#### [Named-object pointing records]
=====
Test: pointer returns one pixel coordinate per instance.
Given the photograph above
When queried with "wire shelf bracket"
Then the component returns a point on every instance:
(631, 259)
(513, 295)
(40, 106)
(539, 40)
=====
Convert every line of the entries above into a JSON list of strings, one string per line, with blank lines omitted.

#### [RESULT]
[
  "Test: pointer returns one pixel coordinate per instance.",
  "Given the photograph above",
  "When queried with \"wire shelf bracket\"",
  "Then the component returns a point on every instance:",
  "(631, 259)",
  "(513, 295)",
  "(40, 106)",
  "(539, 40)"
]